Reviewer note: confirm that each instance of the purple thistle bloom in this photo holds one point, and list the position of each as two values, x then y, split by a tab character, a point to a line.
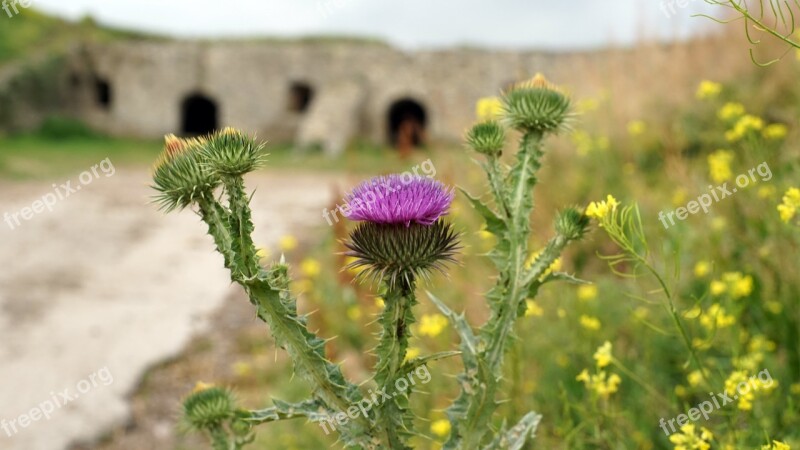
399	199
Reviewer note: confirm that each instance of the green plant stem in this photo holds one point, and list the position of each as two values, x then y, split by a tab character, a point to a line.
241	226
396	320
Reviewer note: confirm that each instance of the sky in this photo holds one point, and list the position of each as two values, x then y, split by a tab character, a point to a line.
541	24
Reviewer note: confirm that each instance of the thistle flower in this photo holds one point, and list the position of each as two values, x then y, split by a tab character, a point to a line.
180	176
393	200
403	235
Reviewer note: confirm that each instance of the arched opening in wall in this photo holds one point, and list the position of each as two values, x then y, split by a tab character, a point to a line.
103	95
198	115
300	97
406	123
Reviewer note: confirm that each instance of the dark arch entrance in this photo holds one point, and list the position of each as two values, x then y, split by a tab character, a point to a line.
300	97
198	115
407	121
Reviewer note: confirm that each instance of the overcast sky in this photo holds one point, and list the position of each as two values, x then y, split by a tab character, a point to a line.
549	24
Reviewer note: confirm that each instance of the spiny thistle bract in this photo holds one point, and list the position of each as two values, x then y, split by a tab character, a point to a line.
403	235
231	153
572	223
209	407
395	252
536	106
488	138
179	175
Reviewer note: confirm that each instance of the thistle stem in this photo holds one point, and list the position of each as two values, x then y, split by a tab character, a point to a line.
396	320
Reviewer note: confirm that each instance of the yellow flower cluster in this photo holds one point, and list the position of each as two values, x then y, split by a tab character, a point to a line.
731	111
587	292
603	355
590	323
533	309
708	90
689	439
734	283
744	125
715	318
775	131
719	165
702	268
600	383
489	108
777	445
599	210
790	205
440	427
747	393
432	325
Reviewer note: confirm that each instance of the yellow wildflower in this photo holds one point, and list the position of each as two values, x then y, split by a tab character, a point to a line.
730	111
412	353
776	445
590	323
695	378
310	267
440	427
775	131
603	355
718	288
288	242
587	292
708	90
432	325
767	191
533	309
702	268
774	307
489	108
790	205
242	369
715	318
689	439
601	383
354	312
679	197
600	210
201	386
719	165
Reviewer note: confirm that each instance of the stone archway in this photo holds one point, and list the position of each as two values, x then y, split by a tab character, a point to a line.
406	122
199	115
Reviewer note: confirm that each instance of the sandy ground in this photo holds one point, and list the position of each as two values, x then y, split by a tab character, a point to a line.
103	287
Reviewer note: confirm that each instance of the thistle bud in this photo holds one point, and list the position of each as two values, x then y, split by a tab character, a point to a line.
230	152
487	138
180	176
208	407
571	223
536	106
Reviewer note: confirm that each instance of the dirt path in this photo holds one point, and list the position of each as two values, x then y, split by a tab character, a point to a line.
103	287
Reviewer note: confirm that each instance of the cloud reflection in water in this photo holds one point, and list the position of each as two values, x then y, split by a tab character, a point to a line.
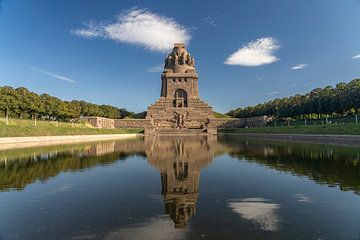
260	211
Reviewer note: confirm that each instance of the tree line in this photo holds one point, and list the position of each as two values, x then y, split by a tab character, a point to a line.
22	103
341	100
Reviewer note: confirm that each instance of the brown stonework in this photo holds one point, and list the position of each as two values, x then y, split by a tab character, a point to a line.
179	109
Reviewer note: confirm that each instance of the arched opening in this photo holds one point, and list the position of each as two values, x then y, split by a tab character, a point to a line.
180	98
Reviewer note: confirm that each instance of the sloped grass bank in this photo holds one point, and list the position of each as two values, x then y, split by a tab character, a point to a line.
27	128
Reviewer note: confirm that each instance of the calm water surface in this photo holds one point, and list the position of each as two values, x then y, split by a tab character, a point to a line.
180	188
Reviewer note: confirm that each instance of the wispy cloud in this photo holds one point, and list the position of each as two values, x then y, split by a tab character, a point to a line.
255	53
139	27
299	66
155	69
54	75
273	93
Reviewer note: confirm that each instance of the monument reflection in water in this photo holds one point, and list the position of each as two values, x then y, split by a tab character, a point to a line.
249	189
179	161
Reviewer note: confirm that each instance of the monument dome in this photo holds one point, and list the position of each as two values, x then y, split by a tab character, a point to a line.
179	109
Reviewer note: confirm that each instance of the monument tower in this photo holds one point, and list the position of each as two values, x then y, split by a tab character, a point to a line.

_TASK STATEMENT:_
Transcribe the listing above verbatim. Omit the pictures.

_EXERCISE ANSWER:_
Reviewer note: confirm that each instance of the purple thistle bloom in this photo holds one point, and list the position of each as two values, x then y, split by a tab character, a point to a line.
399	199
Reviewer note: confirm that each instance of the green plant stem in this photo holds one point, and list the position of each as two values, x then y, split by a tab character, a point to a line.
241	226
396	320
Reviewer note: confirm that each instance of the sky in this photo holds one point, and list the position of each as two values, x then y, split by a tab character, a point to a line.
541	24
Reviewer note: confirm that each instance of the thistle flower in this photo holds one point, and list the position of each as two values, x then y, split by a tab character, a point to a line.
180	176
393	200
403	235
Reviewer note: confirm that each instance of the arched opening in wall in this photo holds one point, and list the position of each as two values, x then y, split by a tab character, a point to a line.
103	95
198	115
300	97
406	123
Reviewer note: confirm that each instance of the dark arch entrance in this photo holds one point, and list the position of each as two values, x then y, split by a tab character, a point to a line.
300	97
198	115
407	121
Reviewer note: confirm that each instance of the overcast sky in this photo holds one point, and list the position of each as two values, x then y, split by a tab character, a point to a line.
549	24
Reviewer note: confirm that each instance of the spiny thistle bract in this photo holds one point, and list the position of each as two values, x then y, split by a tab character, a point to a line.
403	235
231	153
572	223
209	407
395	252
536	106
488	138
179	175
Reviewer note: confirm that each instance of the thistle stem in this photo holds one point, and list the position of each as two values, x then y, split by a tab character, a point to a line.
396	320
Reviewer note: confirm that each instance of the yellow flower cluster in this photo holds one point, and list the position of each as two values, x then y, split by a tab character, a point to a line.
731	111
587	292
603	355
590	323
533	309
708	90
689	439
734	283
744	125
715	318
775	131
719	165
702	268
600	383
489	108
777	445
599	210
790	205
440	427
747	393
432	325
Reviewer note: confirm that each instance of the yellow wildflower in this photo holds one point, and list the position of each as two values, x then y, split by a tab character, a point to a line.
730	111
412	353
776	445
590	323
695	378
310	267
440	427
775	131
603	355
718	288
288	242
587	292
708	90
432	325
767	191
533	309
702	268
774	307
489	108
790	205
242	369
715	318
689	439
601	383
354	312
679	197
600	210
201	386
719	165
Reviewer note: confirm that each instance of the stone archway in this photo holds one point, and list the position of each as two values, x then y, split by a tab character, a point to a line.
406	122
199	115
Reviewer note: confirm that each instance of the sandy ground in this photo holds one point, and list the position of each as two values, x then y, split by a tab character, a point to a line.
103	287
Reviewer note: confirm that each instance of the thistle bud in this photo holds one point, and list the position of each as two values, x then y, split by a tab character, a point to a line.
230	152
487	138
180	176
208	407
571	223
536	106
Reviewer note: confirm that each instance of the dirt path in this photo holds one point, and list the position of each as two values, x then y, split by a tab character, a point to a line.
103	287
Reviewer note: confirm that each instance of the cloud reflection in water in this photo holds one point, and list the position of each as two values, x then y, split by a tab character, a point to a line.
260	211
Reviewer note: confirm that each instance of the tree line in this photo holds one point, and list the position of each as two values, x then y, split by a tab character, a point to a line.
22	103
341	100
Reviewer note: confirm that each instance of the brown stonework in this photo holds one point, and list the position of each as two values, x then y, split by a tab character, a point to a line.
179	109
Reviewer note: confirm that each instance of the arched opening in this photo holds one point, and list the position of each as two values, x then y, split by a tab character, a point to a line.
180	98
Reviewer note: confirm that each instance of the sloped grass bank in this photo holds one point, and list the position of each as two values, x then y, split by a tab character, a point to a line.
27	128
Reviewer note: confirm that each instance of the calm water surface in this photo holds one point, and list the position of each as two values, x then y, split by a tab character, a point to a line.
180	188
Reviewer note: confirm that each instance of the wispy cloud in this photo holds one point, and list the position of each as two values, x then y, split by a tab character, a point to a line.
255	53
139	27
299	66
155	69
54	75
273	93
Reviewer note: confirm that each instance of the monument reflection in water in this photo holds one point, and list the position of each as two values, x then y, split by a tab character, a point to a line.
249	189
179	161
Reviewer note: confirm that each instance of the monument dome in this photo holds one point, and list the position of each as two values, x then y, split by a tab character, a point to a line.
179	109
Reviewer note: confirm that each instance of the monument tower in this photo holds one point, and list the position of each as two values, x then y, split by a tab character, a point to a line.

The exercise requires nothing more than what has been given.